*What is required*
Write out each entry below exactly; the images do not belong in your copy.

*Stored data entries*
● ● ●
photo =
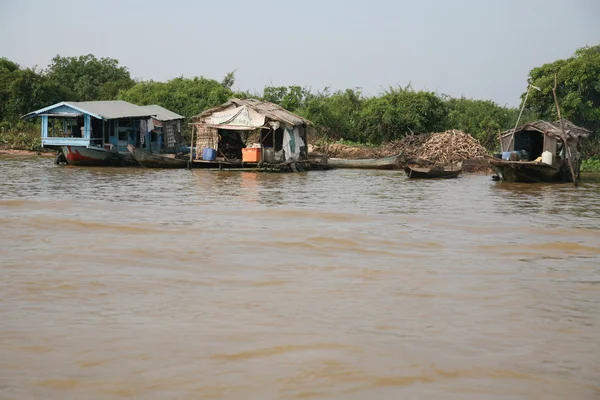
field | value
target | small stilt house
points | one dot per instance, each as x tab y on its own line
277	135
541	151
● ● ●
*Answer box*
photo =
field | value
target | small stilt house
points | one dot per instance, each as x tab y on its own line
277	135
541	151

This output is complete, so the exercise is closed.